+++ RECORD LIST

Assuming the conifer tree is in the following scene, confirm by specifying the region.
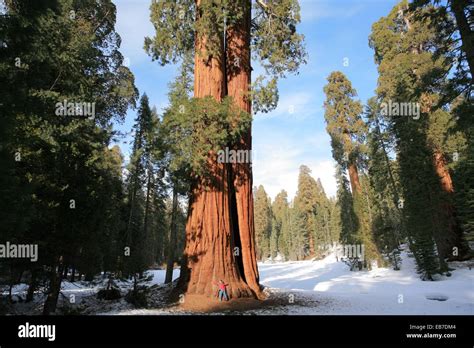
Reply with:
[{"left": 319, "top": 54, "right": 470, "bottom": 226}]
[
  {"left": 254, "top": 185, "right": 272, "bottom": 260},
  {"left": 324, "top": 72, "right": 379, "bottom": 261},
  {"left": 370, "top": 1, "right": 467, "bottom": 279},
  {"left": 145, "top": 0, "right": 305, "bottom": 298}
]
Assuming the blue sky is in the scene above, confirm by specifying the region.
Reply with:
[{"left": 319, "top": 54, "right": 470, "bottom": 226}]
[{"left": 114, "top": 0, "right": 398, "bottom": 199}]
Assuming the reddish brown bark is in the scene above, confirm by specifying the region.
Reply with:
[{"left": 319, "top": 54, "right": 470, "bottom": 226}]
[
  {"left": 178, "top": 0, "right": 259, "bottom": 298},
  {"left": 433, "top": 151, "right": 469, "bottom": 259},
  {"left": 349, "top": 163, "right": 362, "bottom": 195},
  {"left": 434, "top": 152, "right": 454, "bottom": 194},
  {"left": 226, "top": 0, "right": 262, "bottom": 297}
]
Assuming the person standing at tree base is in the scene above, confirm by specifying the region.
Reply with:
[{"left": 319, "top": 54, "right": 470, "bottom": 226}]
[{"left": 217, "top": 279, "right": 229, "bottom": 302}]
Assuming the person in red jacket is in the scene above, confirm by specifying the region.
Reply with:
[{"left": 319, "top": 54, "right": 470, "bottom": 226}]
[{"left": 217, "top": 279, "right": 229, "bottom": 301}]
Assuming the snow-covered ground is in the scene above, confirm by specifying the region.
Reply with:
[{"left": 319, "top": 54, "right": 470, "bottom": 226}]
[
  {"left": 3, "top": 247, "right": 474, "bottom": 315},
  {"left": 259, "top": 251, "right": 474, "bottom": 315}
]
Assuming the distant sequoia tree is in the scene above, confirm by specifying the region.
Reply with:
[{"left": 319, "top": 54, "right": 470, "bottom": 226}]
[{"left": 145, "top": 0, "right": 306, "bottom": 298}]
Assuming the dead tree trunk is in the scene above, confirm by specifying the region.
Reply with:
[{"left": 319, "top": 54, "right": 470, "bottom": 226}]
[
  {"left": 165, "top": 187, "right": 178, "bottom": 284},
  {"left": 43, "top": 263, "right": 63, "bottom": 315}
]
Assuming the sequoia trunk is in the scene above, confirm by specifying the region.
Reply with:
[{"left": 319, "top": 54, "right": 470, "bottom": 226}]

++++++
+++ RECORD LIST

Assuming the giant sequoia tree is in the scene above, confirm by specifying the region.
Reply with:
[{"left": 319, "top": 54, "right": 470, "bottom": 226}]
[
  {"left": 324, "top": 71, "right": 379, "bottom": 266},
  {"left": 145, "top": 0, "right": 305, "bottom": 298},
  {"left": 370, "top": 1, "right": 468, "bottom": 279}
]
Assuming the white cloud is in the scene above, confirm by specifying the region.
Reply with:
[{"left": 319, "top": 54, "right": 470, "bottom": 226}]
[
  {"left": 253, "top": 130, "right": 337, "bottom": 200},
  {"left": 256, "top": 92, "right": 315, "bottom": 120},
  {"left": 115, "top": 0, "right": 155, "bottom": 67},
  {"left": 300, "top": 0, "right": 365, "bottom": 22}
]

++++++
+++ RECORD LIST

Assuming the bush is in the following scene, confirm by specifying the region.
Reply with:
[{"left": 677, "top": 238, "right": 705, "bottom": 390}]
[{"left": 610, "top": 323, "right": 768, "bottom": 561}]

++++++

#### [REQUEST]
Locate every line above that contains the word "person", and copy each of those lines in full.

#### [SOLUTION TO THIS EXERCISE]
Assuming the person standing at tree base is in the scene above, confirm by specifying the region.
Assuming the person in red jacket is in the scene above, confirm by specifying the region.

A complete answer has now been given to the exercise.